**Task list**.
• 1. Echo the stretch of the NER fine-tuning notebook from "previous_word_idx = None" through "of each word.".
• 2. In the NER fine-tuning notebook, which pretrained model checkpoint is loaded?
• 3. According to the NER fine-tuning notebook, why are special tokens given the label -100?

In [1]:
import sys

# Insert utils folder into path
sys.path.insert(1, '../utils')

## Training / Fine-tuning Process

In [2]:
task = "ner"
model_checkpoint = "bert-base-multilingual-cased" # mBERT pre-trained from HuggingFace Hub
batch_size = 16

### Loading the dataset

In [3]:
from datasets import load_dataset, load_metric, concatenate_datasets

datasets = load_dataset("conll2003")

all_data = concatenate_datasets([datasets['train'], datasets['validation'], datasets['test']])

Reusing dataset conll2003 (C:\Users\Bernard\.cache\huggingface\datasets\conll2003\conll2003\1.0.0\40e7cb6bcc374f7c349c83acd1e9352a4f09474eb691f64f364ee62eb65d0ca6)


In [4]:
label_list = all_data.features[f"{task}_tags"].feature.names
label_list

['O', 'B-PER', 'I-PER', 'B-ORG', 'I-ORG', 'B-LOC', 'I-LOC', 'B-MISC', 'I-MISC']

### Processing the data

In [5]:
from transformers import AutoTokenizer
    
tokenizer = AutoTokenizer.from_pretrained(model_checkpoint)

In [6]:
label_all_tokens = True

def tokenize_and_align_labels(examples):
    tokenized_inputs = tokenizer(examples["tokens"], truncation=True, is_split_into_words=True)

    labels = []
    for i, label in enumerate(examples[f"{task}_tags"]):
        word_ids = tokenized_inputs.word_ids(batch_index=i)
        previous_word_idx = None
        label_ids = []
        for word_idx in word_ids:
            # Special tokens have a word id that is None. We set the label to -100 so they are automatically
            # ignored in the loss function.
            if word_idx is None:
                label_ids.append(-100)
            # We set the label for the first token of each word.
            elif word_idx != previous_word_idx:
                label_ids.append(label[word_idx])
            # For the other tokens in a word, we set the label to either the current label or -100, depending on
            # the label_all_tokens flag.
            else:
                label_ids.append(label[word_idx] if label_all_tokens else -100)
            previous_word_idx = word_idx

        labels.append(label_ids)

    tokenized_inputs["labels"] = labels
    return tokenized_inputs

In [7]:
tokenized_dataset = all_data.map(tokenize_and_align_labels, batched=True)

  0%|          | 0/21 [00:00<?, ?ba/s]

In [8]:
from sklearn.model_selection import KFold

In [9]:
n = 3
seed = 40
kf = KFold(n_splits=n, random_state=seed, shuffle=True)

In [10]:
import numpy as np

def compute_metrics(p):
    predictions, labels = p
    predictions = np.argmax(predictions, axis=2)

    # Remove ignored index (special tokens)

**Supplied records**.

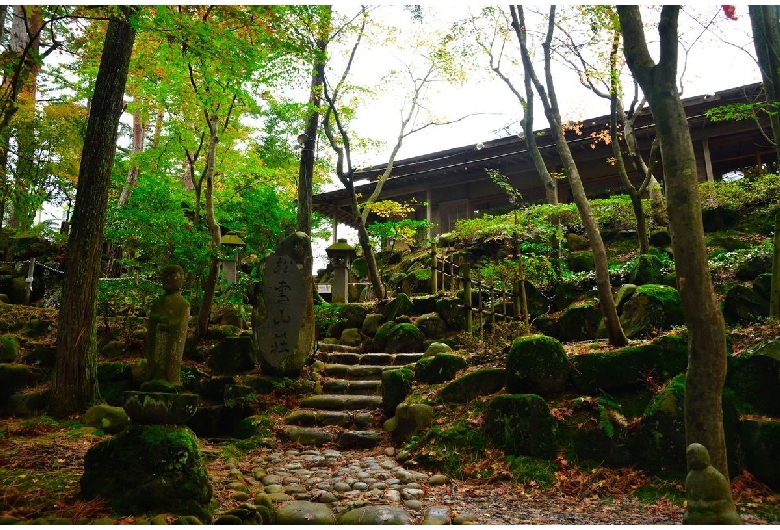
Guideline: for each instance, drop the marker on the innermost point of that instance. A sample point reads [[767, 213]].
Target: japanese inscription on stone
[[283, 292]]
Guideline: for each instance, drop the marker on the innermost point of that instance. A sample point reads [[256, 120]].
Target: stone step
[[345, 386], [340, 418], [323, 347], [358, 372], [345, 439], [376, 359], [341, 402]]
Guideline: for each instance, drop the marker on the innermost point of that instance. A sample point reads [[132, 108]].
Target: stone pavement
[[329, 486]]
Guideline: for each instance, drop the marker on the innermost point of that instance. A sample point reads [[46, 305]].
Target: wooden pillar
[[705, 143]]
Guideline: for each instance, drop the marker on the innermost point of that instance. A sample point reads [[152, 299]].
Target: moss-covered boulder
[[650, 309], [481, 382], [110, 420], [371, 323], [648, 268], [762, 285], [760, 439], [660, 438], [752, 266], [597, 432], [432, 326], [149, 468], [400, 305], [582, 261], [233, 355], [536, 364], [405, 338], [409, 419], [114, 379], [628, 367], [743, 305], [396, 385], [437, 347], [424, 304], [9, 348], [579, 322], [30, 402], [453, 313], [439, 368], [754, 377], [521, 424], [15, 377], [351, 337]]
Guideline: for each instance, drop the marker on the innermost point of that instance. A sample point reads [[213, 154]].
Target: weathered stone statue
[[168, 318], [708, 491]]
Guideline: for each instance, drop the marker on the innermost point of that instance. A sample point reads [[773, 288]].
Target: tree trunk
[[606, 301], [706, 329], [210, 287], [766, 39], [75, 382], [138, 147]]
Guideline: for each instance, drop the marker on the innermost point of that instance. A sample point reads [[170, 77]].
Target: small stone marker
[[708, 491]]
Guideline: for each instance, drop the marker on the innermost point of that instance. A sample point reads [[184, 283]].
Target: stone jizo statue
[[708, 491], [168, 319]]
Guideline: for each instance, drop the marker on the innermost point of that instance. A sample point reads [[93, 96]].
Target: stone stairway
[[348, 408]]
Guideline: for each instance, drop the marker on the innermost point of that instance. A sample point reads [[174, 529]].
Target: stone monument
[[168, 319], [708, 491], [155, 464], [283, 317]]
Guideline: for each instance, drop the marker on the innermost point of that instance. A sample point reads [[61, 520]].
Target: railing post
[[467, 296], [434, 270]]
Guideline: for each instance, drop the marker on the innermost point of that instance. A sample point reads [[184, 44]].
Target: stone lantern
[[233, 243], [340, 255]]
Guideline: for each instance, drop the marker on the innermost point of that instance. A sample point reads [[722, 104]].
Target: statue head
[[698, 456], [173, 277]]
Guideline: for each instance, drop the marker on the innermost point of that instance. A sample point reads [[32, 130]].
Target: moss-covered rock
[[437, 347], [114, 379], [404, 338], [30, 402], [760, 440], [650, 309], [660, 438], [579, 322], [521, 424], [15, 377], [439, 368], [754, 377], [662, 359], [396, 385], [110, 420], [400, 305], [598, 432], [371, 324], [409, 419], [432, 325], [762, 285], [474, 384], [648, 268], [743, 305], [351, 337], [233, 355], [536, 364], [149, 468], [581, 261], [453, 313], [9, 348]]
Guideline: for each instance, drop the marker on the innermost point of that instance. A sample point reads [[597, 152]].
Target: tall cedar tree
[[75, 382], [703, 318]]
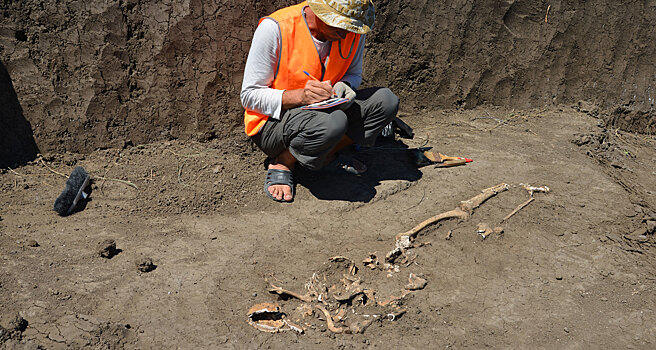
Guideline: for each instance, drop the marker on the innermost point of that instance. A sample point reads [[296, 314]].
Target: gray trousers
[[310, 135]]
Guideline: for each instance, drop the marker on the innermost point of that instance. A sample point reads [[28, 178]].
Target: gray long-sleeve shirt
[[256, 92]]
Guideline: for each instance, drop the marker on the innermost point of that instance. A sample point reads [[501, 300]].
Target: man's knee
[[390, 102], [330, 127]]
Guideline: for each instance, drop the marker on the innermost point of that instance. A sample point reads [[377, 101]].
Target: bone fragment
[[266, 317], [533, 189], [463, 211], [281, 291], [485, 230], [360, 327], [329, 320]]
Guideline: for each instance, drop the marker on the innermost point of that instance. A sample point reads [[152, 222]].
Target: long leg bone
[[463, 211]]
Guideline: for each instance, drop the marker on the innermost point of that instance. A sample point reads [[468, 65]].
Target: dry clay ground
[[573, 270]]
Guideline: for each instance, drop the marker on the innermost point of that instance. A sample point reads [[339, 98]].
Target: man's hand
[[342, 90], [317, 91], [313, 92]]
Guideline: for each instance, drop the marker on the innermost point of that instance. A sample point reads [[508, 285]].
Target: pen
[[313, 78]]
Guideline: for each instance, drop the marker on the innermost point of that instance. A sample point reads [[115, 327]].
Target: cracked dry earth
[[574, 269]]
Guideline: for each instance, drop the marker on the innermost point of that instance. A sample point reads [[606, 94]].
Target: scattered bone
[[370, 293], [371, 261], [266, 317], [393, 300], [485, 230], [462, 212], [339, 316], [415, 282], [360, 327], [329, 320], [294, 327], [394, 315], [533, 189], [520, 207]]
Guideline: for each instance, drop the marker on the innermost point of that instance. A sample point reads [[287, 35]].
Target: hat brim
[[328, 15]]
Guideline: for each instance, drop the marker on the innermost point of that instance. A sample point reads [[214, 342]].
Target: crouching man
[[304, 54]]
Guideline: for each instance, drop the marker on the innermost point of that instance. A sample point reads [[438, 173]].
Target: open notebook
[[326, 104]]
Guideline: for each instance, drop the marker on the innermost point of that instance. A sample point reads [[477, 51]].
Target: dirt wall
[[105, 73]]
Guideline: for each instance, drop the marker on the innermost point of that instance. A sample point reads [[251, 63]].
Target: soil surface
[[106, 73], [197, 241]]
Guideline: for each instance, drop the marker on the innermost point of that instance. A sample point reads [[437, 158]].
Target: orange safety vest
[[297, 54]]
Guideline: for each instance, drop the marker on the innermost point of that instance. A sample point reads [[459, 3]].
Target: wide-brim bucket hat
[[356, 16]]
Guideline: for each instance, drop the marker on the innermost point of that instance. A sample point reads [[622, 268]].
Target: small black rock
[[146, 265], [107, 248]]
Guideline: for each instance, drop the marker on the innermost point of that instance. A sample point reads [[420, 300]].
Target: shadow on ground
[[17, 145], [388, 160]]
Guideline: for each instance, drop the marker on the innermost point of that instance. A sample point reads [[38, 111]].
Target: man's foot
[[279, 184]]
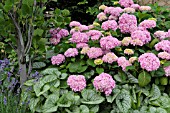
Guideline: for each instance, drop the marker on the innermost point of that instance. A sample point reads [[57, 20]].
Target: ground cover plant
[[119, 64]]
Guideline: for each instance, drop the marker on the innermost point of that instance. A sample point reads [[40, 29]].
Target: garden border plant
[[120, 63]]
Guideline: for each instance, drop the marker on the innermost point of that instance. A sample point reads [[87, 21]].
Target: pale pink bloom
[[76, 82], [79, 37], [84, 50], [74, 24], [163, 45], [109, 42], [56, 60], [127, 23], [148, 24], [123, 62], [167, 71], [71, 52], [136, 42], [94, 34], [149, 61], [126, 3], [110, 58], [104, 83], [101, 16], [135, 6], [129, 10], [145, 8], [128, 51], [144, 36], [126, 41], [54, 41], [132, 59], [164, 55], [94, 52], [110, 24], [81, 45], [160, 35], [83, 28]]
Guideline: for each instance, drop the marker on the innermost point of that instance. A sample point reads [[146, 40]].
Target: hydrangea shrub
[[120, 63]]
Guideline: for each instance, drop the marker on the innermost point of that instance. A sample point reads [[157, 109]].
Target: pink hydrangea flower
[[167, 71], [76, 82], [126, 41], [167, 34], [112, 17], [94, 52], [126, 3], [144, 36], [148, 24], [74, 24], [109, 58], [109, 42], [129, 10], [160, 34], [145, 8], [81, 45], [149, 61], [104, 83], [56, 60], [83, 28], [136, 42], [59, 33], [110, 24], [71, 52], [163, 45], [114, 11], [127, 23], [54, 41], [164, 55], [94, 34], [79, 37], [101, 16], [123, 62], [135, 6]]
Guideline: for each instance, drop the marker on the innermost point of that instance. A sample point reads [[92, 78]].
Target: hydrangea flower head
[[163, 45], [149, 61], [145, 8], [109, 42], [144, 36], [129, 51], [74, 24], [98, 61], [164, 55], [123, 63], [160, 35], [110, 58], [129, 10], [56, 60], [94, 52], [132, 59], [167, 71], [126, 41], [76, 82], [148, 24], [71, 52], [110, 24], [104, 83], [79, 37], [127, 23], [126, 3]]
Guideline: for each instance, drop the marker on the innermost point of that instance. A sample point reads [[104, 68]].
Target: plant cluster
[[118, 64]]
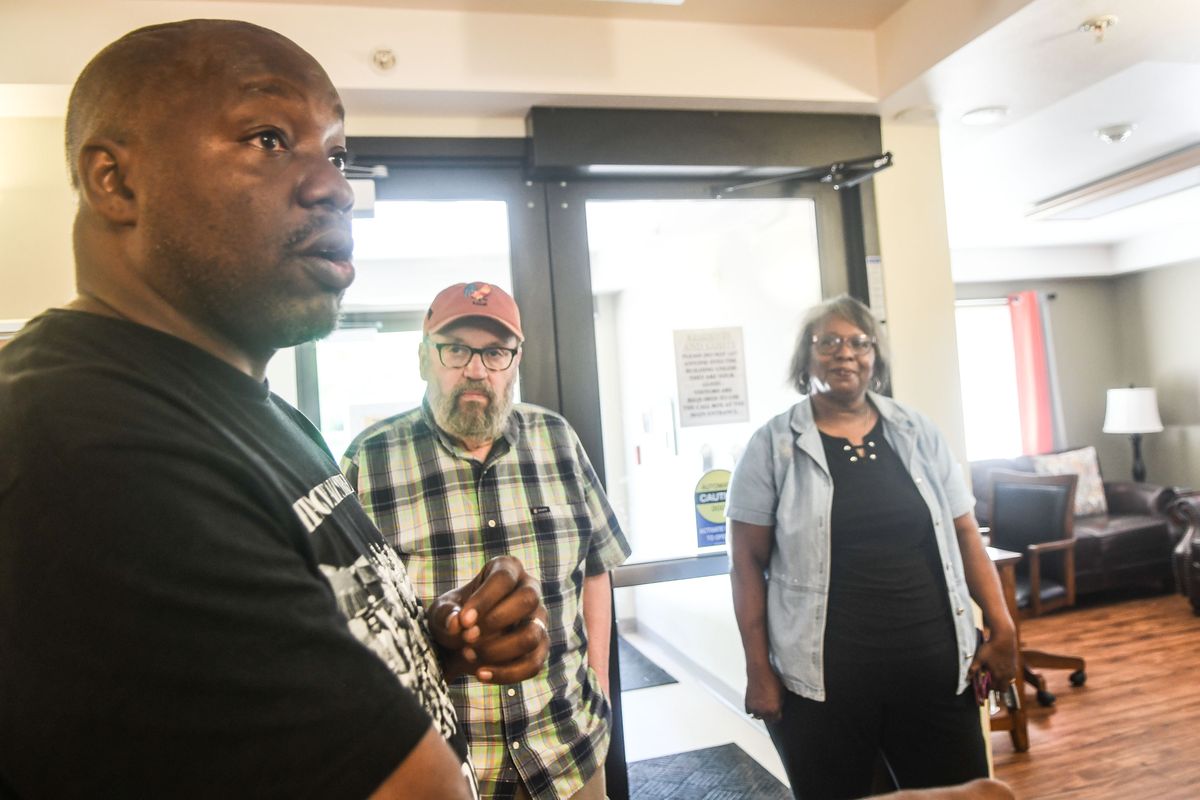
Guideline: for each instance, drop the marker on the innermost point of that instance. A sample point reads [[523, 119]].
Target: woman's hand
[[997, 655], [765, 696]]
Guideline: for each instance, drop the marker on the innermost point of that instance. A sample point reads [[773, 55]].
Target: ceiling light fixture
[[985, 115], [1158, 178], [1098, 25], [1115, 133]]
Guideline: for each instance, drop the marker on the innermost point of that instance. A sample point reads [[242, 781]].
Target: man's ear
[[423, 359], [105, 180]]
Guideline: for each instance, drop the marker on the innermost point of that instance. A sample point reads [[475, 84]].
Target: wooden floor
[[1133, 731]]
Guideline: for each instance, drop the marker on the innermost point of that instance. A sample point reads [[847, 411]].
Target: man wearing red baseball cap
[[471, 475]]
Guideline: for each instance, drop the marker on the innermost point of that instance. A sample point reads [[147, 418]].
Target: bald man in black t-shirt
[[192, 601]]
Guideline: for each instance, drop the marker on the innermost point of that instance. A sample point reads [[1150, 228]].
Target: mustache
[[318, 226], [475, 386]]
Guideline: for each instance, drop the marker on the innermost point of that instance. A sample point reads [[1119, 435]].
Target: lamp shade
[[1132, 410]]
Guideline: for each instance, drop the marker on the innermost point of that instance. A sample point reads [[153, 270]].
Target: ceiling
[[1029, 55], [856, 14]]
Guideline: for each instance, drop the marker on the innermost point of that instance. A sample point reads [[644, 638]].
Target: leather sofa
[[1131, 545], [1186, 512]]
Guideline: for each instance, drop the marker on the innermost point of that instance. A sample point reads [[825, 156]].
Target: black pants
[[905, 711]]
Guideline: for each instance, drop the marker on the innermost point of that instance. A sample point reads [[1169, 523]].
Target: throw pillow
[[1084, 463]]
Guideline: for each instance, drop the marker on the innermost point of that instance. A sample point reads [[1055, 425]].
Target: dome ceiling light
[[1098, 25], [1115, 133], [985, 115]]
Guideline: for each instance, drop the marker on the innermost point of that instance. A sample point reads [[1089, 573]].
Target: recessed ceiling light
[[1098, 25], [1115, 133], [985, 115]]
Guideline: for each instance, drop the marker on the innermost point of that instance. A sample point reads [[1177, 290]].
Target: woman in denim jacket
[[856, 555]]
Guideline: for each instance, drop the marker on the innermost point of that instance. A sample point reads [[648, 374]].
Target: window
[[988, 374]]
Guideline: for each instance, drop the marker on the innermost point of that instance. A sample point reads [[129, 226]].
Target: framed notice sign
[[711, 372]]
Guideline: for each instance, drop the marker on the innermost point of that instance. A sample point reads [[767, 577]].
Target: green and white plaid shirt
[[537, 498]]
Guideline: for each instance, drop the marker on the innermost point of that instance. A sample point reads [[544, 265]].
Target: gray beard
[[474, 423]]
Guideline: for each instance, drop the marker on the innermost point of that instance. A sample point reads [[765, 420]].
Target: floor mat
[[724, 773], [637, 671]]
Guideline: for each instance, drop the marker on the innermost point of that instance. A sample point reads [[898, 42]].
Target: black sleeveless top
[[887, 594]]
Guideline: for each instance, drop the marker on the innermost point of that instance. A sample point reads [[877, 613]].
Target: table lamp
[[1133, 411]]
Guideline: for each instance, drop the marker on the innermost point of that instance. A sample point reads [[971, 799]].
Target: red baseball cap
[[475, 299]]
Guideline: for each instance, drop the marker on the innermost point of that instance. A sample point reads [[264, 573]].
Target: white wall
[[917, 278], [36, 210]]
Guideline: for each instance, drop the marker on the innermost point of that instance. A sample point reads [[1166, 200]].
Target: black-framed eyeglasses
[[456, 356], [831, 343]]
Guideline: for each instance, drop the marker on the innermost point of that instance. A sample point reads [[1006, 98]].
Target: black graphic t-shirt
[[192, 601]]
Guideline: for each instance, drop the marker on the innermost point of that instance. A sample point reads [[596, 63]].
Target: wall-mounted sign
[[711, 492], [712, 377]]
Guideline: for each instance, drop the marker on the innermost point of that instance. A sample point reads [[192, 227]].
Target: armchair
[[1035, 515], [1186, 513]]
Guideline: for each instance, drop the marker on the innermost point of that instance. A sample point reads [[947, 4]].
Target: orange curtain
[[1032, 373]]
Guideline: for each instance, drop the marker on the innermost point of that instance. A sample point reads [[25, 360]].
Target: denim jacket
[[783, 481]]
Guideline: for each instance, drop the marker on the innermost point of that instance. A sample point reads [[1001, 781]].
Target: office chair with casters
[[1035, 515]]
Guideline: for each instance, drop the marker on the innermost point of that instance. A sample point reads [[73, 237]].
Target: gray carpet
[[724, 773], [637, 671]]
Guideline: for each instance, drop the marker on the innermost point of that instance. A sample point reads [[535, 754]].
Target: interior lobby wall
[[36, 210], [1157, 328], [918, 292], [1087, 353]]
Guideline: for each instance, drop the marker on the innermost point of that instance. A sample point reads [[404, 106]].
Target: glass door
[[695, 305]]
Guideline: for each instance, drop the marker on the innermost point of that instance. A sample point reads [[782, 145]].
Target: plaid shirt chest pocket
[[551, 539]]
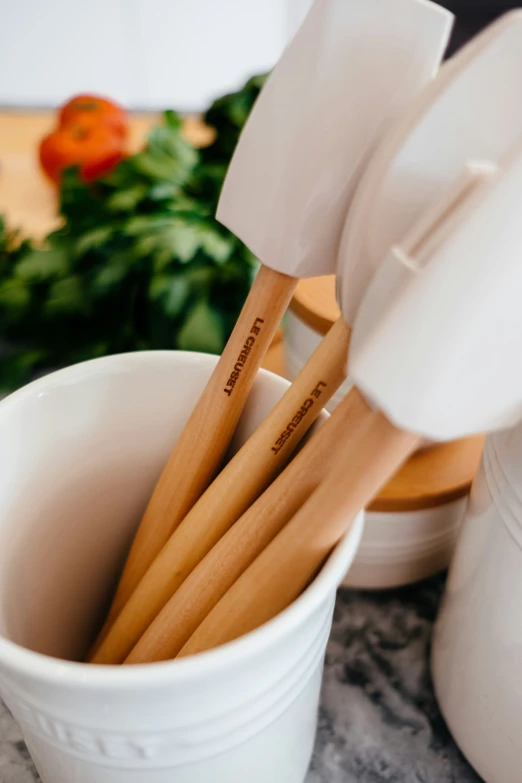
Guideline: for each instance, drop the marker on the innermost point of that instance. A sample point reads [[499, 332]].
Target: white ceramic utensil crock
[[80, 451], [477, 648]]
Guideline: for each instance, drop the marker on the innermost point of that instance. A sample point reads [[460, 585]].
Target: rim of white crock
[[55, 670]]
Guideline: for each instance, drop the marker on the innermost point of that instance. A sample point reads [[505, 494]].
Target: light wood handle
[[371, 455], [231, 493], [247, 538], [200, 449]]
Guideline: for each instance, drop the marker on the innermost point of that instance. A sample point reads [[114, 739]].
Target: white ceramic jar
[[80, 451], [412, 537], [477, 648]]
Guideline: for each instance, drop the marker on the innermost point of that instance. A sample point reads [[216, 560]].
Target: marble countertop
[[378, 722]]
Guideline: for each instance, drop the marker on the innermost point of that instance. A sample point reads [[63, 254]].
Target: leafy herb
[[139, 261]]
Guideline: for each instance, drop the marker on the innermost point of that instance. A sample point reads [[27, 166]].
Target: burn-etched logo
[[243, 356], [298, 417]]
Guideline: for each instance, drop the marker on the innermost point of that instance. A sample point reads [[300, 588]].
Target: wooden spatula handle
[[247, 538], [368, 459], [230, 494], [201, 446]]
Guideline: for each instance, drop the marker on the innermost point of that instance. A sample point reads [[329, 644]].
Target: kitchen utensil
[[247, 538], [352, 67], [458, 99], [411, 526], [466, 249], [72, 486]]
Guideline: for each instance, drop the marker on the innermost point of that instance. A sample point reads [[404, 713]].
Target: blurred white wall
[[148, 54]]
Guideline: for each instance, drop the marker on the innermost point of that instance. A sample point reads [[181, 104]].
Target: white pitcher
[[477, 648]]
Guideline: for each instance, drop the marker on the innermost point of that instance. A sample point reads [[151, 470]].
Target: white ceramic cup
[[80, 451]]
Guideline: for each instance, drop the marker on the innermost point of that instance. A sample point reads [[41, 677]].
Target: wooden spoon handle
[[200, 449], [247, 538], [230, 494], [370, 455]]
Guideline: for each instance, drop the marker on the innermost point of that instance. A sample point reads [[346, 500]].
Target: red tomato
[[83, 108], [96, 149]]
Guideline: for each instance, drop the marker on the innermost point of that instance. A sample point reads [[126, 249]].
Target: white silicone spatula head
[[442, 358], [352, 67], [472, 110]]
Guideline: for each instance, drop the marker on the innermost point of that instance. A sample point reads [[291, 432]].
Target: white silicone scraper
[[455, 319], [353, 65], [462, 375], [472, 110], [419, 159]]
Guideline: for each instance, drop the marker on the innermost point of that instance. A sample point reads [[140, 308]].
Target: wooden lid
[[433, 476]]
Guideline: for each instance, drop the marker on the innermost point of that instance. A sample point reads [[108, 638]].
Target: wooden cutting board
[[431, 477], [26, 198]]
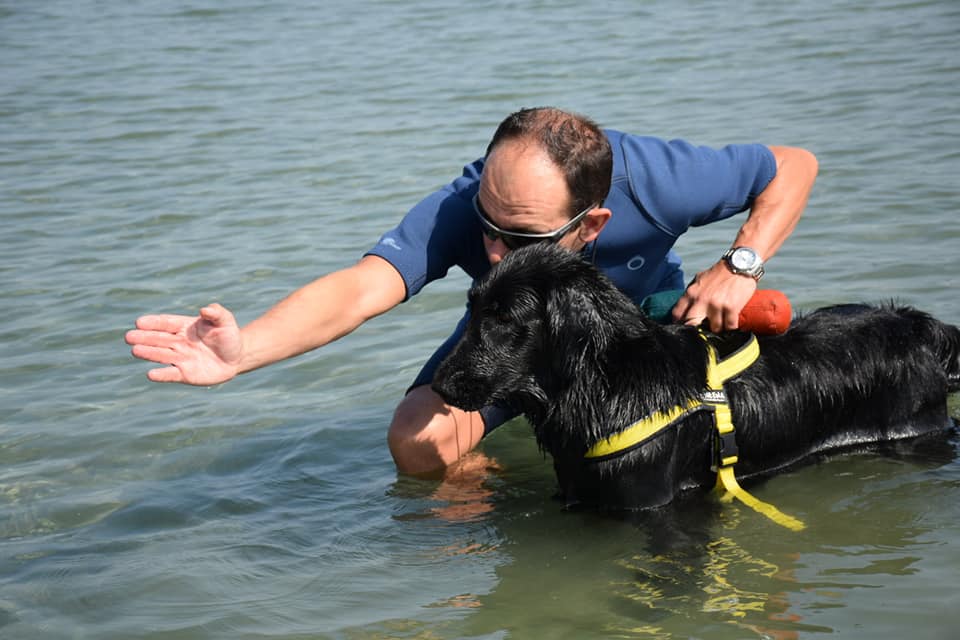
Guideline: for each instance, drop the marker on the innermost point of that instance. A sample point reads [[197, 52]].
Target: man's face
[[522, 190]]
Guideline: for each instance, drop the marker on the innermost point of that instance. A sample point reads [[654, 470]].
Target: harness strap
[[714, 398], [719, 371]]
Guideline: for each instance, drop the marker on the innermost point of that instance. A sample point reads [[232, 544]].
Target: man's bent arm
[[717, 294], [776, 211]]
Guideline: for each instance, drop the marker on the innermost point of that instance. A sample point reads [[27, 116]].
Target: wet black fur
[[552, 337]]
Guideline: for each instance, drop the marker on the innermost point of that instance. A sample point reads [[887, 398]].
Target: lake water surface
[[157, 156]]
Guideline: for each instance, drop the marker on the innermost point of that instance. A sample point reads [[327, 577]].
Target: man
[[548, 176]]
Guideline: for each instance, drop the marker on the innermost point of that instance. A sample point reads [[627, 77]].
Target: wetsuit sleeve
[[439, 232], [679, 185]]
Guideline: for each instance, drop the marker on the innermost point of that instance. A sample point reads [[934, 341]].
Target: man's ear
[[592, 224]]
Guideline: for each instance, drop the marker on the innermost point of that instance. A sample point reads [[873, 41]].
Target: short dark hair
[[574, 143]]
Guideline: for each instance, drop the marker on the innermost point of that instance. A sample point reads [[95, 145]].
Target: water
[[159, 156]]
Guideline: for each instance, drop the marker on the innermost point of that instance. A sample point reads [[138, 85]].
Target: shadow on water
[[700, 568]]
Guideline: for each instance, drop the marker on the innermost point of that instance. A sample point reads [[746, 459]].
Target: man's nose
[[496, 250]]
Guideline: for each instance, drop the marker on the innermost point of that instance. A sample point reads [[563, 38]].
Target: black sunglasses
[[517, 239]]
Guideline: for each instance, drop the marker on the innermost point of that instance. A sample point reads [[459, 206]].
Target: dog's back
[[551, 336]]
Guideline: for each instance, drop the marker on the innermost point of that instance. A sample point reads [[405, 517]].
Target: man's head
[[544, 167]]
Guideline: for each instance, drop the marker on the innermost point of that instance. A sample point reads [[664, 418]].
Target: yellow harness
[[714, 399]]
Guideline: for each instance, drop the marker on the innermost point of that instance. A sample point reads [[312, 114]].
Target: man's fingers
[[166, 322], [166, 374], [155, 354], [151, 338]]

**Expected outputs**.
• 1.
previous_word_idx = None
        label_ids = []
        for word_idx in word_ids:
            # Special tokens have a word id that is None. We set the label to -100 so they are automatically
            # ignored in the loss function.
            if word_idx is None:
                label_ids.append(-100)
            # We set the label for the first token of each word.

• 2. The checkpoint is "bert-base-multilingual-cased", which is mBERT pre-trained from the HuggingFace Hub.

• 3. Special tokens have a word id of None. Setting their label to -100 means they are automatically ignored in the loss function.